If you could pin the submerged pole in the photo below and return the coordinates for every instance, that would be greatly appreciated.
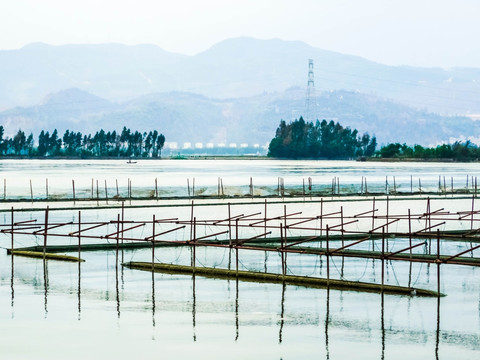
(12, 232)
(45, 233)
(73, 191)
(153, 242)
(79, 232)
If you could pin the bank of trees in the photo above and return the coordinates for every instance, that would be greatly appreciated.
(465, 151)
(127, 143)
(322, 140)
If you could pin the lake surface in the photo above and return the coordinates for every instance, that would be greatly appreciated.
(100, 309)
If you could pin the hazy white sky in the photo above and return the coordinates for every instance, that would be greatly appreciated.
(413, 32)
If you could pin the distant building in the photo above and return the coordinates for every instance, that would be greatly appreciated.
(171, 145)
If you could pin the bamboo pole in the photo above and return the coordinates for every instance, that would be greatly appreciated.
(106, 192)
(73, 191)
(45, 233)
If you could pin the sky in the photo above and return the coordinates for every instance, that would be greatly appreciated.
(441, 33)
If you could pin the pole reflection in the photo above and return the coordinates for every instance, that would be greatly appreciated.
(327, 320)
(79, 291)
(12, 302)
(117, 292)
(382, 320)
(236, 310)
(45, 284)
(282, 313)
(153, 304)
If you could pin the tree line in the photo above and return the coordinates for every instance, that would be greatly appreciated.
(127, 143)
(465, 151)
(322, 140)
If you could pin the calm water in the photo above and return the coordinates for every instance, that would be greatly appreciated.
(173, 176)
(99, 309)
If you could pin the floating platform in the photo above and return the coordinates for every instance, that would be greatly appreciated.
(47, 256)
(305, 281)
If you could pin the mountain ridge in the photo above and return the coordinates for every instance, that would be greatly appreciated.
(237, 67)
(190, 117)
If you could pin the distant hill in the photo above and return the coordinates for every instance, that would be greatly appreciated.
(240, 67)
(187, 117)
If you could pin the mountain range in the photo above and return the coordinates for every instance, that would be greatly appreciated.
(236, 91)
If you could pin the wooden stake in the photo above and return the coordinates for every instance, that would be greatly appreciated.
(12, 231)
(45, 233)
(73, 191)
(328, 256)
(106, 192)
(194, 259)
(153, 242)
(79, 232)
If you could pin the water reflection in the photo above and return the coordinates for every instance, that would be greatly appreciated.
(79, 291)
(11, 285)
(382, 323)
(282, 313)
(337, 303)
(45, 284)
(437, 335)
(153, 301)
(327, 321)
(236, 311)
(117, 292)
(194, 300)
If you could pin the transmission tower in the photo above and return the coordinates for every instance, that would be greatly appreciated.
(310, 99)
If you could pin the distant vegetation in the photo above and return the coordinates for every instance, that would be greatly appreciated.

...

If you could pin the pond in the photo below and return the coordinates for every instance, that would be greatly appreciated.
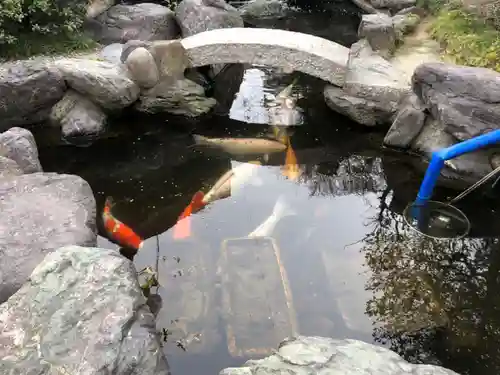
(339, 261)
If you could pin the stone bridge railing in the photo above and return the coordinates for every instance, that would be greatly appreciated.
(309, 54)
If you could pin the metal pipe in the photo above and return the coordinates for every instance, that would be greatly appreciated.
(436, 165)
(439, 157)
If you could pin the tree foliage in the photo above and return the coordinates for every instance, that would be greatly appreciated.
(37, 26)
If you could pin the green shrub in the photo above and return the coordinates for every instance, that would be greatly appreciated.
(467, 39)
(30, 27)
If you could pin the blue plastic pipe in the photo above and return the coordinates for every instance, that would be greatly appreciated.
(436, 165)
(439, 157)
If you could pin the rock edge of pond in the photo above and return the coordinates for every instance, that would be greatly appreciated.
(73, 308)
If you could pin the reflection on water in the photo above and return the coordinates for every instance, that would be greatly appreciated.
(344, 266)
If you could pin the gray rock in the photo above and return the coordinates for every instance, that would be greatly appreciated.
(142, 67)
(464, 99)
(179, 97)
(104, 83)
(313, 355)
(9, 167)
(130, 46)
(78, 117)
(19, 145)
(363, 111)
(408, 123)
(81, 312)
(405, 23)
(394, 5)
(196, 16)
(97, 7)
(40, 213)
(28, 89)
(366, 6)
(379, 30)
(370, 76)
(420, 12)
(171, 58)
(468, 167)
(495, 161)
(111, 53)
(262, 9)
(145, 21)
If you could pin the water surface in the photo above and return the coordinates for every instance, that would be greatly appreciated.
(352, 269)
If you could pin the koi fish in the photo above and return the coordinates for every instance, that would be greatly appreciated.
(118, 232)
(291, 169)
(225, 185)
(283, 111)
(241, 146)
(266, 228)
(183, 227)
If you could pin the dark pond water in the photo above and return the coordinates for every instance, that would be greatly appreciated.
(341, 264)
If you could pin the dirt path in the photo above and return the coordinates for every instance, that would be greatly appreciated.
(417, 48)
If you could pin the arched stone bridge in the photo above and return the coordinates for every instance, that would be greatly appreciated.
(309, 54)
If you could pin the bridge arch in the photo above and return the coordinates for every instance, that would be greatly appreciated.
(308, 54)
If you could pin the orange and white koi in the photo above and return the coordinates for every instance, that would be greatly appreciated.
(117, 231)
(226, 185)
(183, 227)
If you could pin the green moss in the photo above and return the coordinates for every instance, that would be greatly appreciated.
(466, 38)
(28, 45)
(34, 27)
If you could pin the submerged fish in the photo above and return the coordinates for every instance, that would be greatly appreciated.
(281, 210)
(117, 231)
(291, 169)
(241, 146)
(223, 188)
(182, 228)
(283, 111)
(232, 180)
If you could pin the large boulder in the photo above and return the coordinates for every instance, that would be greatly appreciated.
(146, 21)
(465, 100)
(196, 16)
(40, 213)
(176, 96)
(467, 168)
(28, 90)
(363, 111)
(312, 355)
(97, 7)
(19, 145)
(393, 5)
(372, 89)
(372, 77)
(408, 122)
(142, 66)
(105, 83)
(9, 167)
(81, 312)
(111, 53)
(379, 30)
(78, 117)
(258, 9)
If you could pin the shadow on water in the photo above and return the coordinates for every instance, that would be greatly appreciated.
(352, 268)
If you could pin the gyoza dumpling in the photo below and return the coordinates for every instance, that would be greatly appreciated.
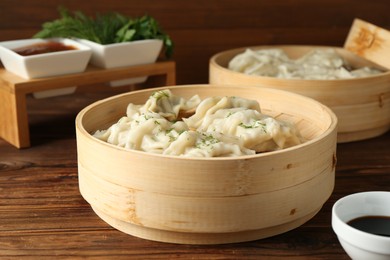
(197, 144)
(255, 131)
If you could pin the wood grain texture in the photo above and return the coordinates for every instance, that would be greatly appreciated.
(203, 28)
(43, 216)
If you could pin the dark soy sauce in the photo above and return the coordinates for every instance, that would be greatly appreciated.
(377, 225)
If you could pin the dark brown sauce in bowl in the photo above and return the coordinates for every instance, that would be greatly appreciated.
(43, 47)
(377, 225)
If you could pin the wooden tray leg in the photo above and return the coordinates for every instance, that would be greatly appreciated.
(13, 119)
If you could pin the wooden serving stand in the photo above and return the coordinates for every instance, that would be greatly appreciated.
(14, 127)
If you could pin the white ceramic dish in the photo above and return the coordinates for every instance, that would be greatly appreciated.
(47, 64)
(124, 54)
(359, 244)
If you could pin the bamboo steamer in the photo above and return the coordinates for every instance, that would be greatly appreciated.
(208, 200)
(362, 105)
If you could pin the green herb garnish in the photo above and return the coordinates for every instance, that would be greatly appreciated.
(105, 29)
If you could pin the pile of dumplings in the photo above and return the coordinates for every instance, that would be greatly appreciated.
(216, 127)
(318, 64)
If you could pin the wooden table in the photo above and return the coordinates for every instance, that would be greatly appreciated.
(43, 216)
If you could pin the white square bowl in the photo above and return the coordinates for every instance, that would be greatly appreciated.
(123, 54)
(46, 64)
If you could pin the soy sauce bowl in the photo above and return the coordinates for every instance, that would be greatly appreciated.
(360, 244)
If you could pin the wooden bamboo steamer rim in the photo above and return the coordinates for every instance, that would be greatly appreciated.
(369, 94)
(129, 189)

▸ Exercise:
How many rows contain the string "surface", with case taken into account? Give only the number.

▸ Result of the task:
2